» Required task
Write a continuation of the School Night event announcement below, picking up after its final sentence.
##### Text
This multimedia “info show” features Krista Franklin, Allison Glenn, Lisa Yun Lee with Kevin Coval, J. Johari Palacio, Anthony Stepter and “School Night” co-hosts Fred Sasaki and Seth Vanek. 

Admission: visit www.mcachicago.org for more information

“If you’re a Kanye West fan, you’re not a fan of me, you’re a fan of yourself. You will believe in yourself. I’m just the espresso.”  —Kanye West, September 24, BBC Radio 1’s Zane Lowe

Artists and educators assemble to reflect on the art and life of Kanye West through the lens of their own personal Yeezus. Topics include career arc, creativity, excellence, insecurity, messiness, self love, and the quest for beauty, truth, and awesomeness.

                    Some day we will try
To do as many things as are possible
And perhaps we shall succeed at a handful
Of them, but this will not have anything
To do with what is promised today
    —”Self-portrait in a Convex Mirror,” by John Ashbery

Homeroom’s School Night is an informal “101 lecture” and discussion series which typically takes place on occasional Tuesdays at venues across Chicago.
##########
##### Data entries
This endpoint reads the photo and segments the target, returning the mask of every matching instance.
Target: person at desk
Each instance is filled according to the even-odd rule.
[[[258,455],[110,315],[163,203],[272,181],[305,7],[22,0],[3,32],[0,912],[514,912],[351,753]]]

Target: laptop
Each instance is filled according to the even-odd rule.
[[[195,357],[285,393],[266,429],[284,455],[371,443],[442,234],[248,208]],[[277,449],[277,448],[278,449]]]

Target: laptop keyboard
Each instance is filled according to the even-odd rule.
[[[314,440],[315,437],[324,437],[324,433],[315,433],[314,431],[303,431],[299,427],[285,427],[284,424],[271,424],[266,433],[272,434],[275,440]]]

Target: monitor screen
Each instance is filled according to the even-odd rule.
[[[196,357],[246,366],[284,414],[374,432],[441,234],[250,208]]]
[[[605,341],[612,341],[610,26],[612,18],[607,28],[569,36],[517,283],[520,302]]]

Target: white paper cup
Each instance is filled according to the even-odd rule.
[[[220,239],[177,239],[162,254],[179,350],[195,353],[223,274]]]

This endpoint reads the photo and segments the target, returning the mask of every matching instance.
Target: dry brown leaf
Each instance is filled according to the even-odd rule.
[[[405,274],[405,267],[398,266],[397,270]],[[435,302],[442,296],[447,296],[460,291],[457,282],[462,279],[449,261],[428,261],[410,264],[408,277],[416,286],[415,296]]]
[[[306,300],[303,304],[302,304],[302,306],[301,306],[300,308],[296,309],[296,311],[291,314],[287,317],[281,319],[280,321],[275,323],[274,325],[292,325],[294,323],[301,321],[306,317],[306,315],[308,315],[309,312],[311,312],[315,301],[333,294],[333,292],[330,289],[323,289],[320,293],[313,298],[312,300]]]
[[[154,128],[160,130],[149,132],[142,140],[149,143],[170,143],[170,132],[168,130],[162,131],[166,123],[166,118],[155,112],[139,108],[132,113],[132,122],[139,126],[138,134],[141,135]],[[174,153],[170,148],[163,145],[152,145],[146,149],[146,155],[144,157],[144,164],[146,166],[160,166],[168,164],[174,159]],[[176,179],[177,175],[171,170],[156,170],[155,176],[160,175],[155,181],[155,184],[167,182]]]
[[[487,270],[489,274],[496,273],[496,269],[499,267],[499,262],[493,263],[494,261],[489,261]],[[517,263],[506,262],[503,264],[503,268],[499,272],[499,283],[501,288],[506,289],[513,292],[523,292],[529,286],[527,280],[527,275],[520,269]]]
##########
» Answer to this task
Poet and visual artist Krista Franklin was raised in Dayton, Ohio, and educated at Kent State University, where she earned a BA. Influenced by Nikki Giovanni, Sonia Sanchez, and the writers of the Black Arts Movement, Franklin layers personal, pop cultural, and historical imagery, interrogating race, gender, and class through narrative. Her poetry is included in the anthologies Gathering Ground: A Reader Celebrating Cave Canem’s First Decade (2006), Bum Rush the Page: A Def Poetry Jam (2001), and The Bust Guide to the New Girl Order (1999). Franklin is also a visual artist, focusing primarily on collage. In addition to being shown widely in galleries, Franklin’s collages have been featured on the covers of several poetry collections, including John Murillo’s Up Jumps the Boogie (2010) and Lita Hooper’s Thunder in Her Voice (2010). A Cave Canem Fellow, Franklin was a cofounder of the 2nd Sun Salon and of Tres Colony. She has taught for Young Chicago Authors, the Neighborhood Writing Alliance, and ETA Creative Arts. Franklin lives in Chicago.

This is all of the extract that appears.